From computer programming to nuclear fission to the paper bag machine, it's time to stop erasing these women from their great works.
Tim Murphy and Tasneem RajaOct. 15, 2013 6:00 AM
October 15 is Ada Lovelace Day, named for the world's first computer programmer and dedicated to promoting women in STEM—science, technology, engineering, and math. A Victorian-era mathematical genius, Lovelace was the first to describe how computing machines could solve math problems, write new forms of music, and much more, if you gave them instructions in a language they could understand. Of course, over the ensuing 100-plus years, dudes have been lining up to push her out of the picture (more on that below).
Lovelace is hardly the only woman to be erased from the history of her own work. Here's a quick look at eight women whose breakthroughs were marginalized by their peers.
(This isn't a complete list, by tragically epic degrees. Please use the comments section to rail about everyone we missed.)
Rosalind Franklin Wikimedia Commons
Rosalind Franklin, discovery of the DNA double helix: Watson and Crick's famed article in Nature on the discovery of the DNA double-helix structure, which would win them a Nobel Prize, buries a mention of Rosalind Franklin's role in the footnotes. But Franklin, a British biophysicist who had honed a technique to closely observe molecules using X-ray diffraction, was the first to capture a photographic image of deoxyribonucleic acid, or DNA, known as Photo 51. An estranged male colleague of Franklin's at King's College showed her photograph to competitors Watson and Crick, without her permission. Photo 51 became crucial in shaping their thesis, but it would take Watson 40 years to admit this publicly. Franklin, known as the "dark lady of DNA," shifted her focus to the study of RNA, and made important strides before her death from cancer in 1958, four years before Watson and Crick received the Nobel.
════
◆ Directions ◆
1. Decide whether each statement agrees with the article on overlooked women in science: (a) Franklin was the first to photograph DNA. (b) Franklin allowed a colleague to show her photograph to Watson and Crick. (c) Franklin died after Watson and Crick received the Nobel. For each, answer yes or no and quote the words from the article that settle it.
2. Extend the article on overlooked women in science, picking up right after its last sentence.

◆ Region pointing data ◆
════
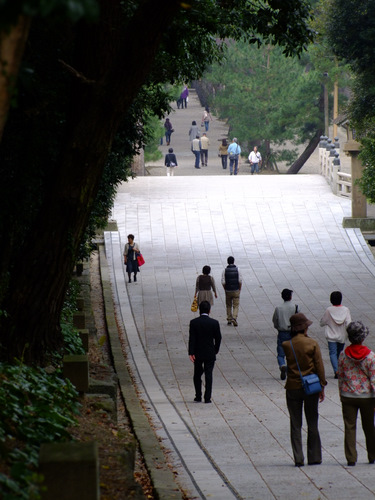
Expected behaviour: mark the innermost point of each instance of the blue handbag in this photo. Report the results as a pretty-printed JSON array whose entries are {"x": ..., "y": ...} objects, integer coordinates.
[{"x": 310, "y": 383}]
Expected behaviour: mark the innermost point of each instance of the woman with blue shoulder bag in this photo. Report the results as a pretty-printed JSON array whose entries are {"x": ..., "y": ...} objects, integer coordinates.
[{"x": 304, "y": 360}]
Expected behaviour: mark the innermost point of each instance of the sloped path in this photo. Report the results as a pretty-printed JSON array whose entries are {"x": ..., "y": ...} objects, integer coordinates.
[{"x": 284, "y": 231}]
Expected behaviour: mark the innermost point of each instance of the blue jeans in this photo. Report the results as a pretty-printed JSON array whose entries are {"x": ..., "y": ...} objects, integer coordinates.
[
  {"x": 233, "y": 163},
  {"x": 334, "y": 352},
  {"x": 255, "y": 168},
  {"x": 197, "y": 156},
  {"x": 281, "y": 337}
]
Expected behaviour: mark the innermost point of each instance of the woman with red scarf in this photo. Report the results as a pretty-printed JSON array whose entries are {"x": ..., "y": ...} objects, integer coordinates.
[{"x": 356, "y": 374}]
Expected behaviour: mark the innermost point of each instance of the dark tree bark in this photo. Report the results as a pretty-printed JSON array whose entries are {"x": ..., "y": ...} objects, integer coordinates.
[
  {"x": 302, "y": 159},
  {"x": 112, "y": 61}
]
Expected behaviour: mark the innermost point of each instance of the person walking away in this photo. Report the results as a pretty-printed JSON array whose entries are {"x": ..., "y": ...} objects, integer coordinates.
[
  {"x": 356, "y": 374},
  {"x": 196, "y": 149},
  {"x": 231, "y": 280},
  {"x": 205, "y": 142},
  {"x": 281, "y": 322},
  {"x": 170, "y": 162},
  {"x": 310, "y": 361},
  {"x": 335, "y": 320},
  {"x": 204, "y": 345},
  {"x": 206, "y": 118},
  {"x": 131, "y": 251},
  {"x": 184, "y": 96},
  {"x": 193, "y": 131},
  {"x": 203, "y": 286},
  {"x": 168, "y": 131},
  {"x": 255, "y": 160},
  {"x": 223, "y": 153},
  {"x": 234, "y": 151}
]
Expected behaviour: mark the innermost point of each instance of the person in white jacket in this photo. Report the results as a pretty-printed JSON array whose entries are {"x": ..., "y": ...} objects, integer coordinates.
[{"x": 335, "y": 320}]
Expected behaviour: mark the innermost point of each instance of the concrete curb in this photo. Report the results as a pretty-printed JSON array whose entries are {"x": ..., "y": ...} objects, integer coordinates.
[{"x": 161, "y": 475}]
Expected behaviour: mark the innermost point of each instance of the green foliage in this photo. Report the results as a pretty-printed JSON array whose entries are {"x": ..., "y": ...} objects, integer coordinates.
[
  {"x": 266, "y": 98},
  {"x": 367, "y": 155},
  {"x": 35, "y": 408}
]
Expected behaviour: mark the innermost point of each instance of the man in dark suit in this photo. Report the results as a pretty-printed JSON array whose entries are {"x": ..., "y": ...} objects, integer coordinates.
[{"x": 204, "y": 344}]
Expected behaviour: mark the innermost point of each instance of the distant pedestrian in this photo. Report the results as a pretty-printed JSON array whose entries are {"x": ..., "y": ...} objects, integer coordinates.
[
  {"x": 194, "y": 131},
  {"x": 356, "y": 373},
  {"x": 206, "y": 118},
  {"x": 168, "y": 131},
  {"x": 131, "y": 251},
  {"x": 204, "y": 345},
  {"x": 255, "y": 160},
  {"x": 185, "y": 96},
  {"x": 336, "y": 319},
  {"x": 204, "y": 286},
  {"x": 170, "y": 162},
  {"x": 234, "y": 151},
  {"x": 281, "y": 321},
  {"x": 308, "y": 355},
  {"x": 196, "y": 149},
  {"x": 231, "y": 280},
  {"x": 205, "y": 142}
]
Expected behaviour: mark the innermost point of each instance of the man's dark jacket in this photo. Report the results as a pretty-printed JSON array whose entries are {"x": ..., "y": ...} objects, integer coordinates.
[{"x": 204, "y": 337}]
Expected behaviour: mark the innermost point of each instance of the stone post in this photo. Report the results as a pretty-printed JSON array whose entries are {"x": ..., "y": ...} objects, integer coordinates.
[{"x": 359, "y": 203}]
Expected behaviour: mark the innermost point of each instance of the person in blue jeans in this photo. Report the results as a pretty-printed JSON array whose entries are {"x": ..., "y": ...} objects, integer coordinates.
[
  {"x": 196, "y": 149},
  {"x": 335, "y": 320},
  {"x": 281, "y": 321},
  {"x": 234, "y": 151}
]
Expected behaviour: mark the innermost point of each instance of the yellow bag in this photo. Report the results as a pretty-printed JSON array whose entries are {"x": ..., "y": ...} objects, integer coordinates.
[{"x": 194, "y": 305}]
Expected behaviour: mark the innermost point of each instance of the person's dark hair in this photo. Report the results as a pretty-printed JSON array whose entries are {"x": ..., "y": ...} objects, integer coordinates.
[
  {"x": 204, "y": 307},
  {"x": 336, "y": 298}
]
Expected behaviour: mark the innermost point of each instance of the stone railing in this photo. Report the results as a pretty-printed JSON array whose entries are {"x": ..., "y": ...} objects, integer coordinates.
[{"x": 330, "y": 168}]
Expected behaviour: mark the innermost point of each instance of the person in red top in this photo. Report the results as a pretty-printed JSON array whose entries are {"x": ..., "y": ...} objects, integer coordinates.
[{"x": 356, "y": 373}]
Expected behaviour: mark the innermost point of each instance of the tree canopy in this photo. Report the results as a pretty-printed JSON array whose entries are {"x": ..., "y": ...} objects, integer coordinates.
[
  {"x": 267, "y": 98},
  {"x": 87, "y": 74}
]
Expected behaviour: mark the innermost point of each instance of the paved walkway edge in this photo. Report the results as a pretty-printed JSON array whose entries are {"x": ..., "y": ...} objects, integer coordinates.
[{"x": 161, "y": 475}]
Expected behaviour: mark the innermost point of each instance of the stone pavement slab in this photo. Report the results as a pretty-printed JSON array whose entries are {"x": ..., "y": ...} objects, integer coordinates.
[{"x": 284, "y": 231}]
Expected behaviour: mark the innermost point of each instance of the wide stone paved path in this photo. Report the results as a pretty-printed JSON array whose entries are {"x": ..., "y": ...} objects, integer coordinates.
[{"x": 284, "y": 231}]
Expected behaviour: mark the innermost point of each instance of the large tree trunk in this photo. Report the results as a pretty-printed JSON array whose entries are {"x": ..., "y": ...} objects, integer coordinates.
[
  {"x": 12, "y": 46},
  {"x": 111, "y": 65},
  {"x": 302, "y": 159}
]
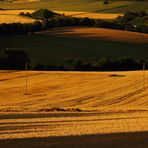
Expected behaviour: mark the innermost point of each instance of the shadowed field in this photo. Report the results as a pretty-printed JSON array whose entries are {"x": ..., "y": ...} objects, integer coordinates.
[
  {"x": 57, "y": 45},
  {"x": 120, "y": 140}
]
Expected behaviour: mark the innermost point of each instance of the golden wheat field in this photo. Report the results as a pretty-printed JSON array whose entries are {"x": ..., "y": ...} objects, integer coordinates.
[
  {"x": 90, "y": 14},
  {"x": 88, "y": 108},
  {"x": 12, "y": 16},
  {"x": 98, "y": 33}
]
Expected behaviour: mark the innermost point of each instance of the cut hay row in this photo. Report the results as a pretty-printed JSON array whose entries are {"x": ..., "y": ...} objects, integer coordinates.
[
  {"x": 90, "y": 15},
  {"x": 98, "y": 33},
  {"x": 87, "y": 91}
]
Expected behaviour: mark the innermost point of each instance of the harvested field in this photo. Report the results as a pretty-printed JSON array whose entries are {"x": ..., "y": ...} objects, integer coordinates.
[
  {"x": 99, "y": 33},
  {"x": 86, "y": 91},
  {"x": 90, "y": 14},
  {"x": 111, "y": 109}
]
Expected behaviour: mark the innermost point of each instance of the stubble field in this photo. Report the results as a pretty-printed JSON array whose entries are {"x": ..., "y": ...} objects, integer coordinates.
[{"x": 62, "y": 108}]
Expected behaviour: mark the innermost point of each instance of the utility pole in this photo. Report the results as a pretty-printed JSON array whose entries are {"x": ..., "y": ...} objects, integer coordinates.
[
  {"x": 26, "y": 77},
  {"x": 143, "y": 75}
]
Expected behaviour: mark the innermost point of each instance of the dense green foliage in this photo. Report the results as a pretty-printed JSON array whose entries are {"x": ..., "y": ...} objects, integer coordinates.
[{"x": 132, "y": 21}]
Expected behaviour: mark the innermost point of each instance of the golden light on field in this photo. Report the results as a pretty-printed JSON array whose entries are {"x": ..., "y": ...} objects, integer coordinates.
[
  {"x": 111, "y": 102},
  {"x": 90, "y": 91},
  {"x": 98, "y": 33},
  {"x": 90, "y": 14}
]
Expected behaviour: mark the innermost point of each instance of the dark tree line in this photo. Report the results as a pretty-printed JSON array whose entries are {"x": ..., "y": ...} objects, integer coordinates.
[
  {"x": 14, "y": 59},
  {"x": 130, "y": 21},
  {"x": 104, "y": 64}
]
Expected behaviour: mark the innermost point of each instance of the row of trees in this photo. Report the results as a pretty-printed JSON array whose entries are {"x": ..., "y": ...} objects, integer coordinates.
[
  {"x": 14, "y": 59},
  {"x": 125, "y": 22},
  {"x": 104, "y": 64}
]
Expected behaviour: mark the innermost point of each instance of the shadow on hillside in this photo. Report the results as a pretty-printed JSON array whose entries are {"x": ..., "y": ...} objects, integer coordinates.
[{"x": 118, "y": 140}]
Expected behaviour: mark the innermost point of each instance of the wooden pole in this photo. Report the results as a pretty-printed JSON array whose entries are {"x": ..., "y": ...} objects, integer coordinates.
[
  {"x": 26, "y": 83},
  {"x": 143, "y": 75}
]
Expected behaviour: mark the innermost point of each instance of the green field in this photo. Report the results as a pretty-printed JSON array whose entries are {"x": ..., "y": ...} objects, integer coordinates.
[
  {"x": 115, "y": 6},
  {"x": 52, "y": 49}
]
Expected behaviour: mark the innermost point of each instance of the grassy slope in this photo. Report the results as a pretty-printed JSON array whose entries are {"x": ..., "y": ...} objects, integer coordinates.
[
  {"x": 80, "y": 5},
  {"x": 52, "y": 49}
]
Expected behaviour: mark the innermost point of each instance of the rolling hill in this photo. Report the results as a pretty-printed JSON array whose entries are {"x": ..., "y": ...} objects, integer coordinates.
[
  {"x": 49, "y": 48},
  {"x": 88, "y": 91},
  {"x": 118, "y": 6}
]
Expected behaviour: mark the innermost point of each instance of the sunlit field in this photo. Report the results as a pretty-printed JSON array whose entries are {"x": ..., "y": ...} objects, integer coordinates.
[
  {"x": 72, "y": 104},
  {"x": 118, "y": 6}
]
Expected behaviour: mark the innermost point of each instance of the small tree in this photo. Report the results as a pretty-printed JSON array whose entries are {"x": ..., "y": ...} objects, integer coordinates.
[{"x": 105, "y": 2}]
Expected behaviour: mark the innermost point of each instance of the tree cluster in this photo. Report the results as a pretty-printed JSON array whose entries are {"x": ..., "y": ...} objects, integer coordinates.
[
  {"x": 130, "y": 21},
  {"x": 103, "y": 64}
]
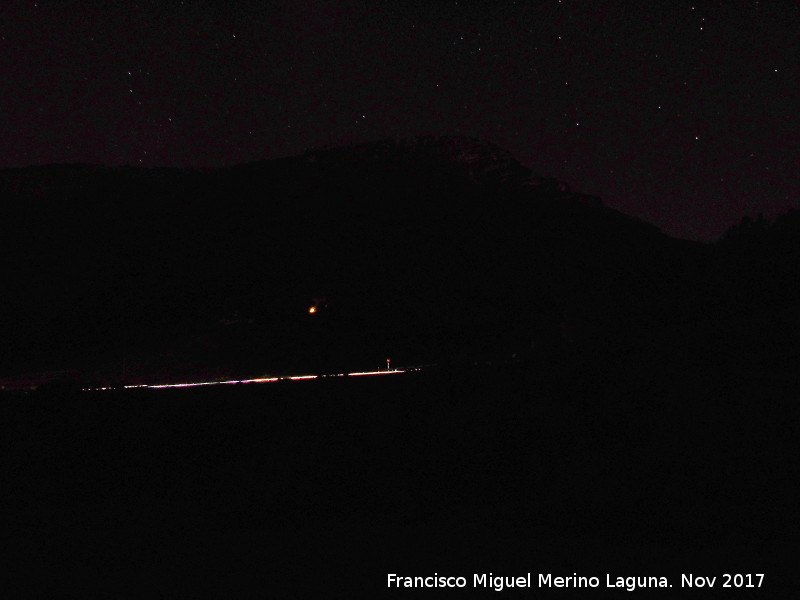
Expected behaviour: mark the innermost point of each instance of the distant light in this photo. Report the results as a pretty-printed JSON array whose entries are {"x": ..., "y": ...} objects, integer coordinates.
[{"x": 375, "y": 373}]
════
◆ Task answers ◆
1.
(a) Yes: "was the first to capture a photographic image of deoxyribonucleic acid, or DNA, known as Photo 51"
(b) No: "showed her photograph to competitors Watson and Crick, without her permission"
(c) No: "before her death from cancer in 1958, four years before Watson and Crick received the Nobel"

2.
Ada Lovelace, computer programming: The daughter of Lord Byron, Lovelace was steered toward math by her mother, who feared her daughter would follow in her father’s "mad, bad, and dangerous" literary footsteps. Luckily, she loved the subject, and remained devoted throughout her brief life—she died in 1852 at age 36, soon after an ambitious, proto-Moneyball attempt to beat the odds at horse racing by developing mathematical models to help place her bets.
Ada Lovelace Wikimedia Commons
When she was barely 20, she started collaborating with the inventor Charles Babbage at the University of London on his "Analytical Engine," an early model of a computer. In 1843, she added extensive notes of her own to a paper on Babbage's machine, detailing how the Engine could be fed step-by-step instructions to do complicated math, and trained to work not only with numbers but also words and symbols "to compose elaborate and scientific pieces of music of any degree of complexity or extent."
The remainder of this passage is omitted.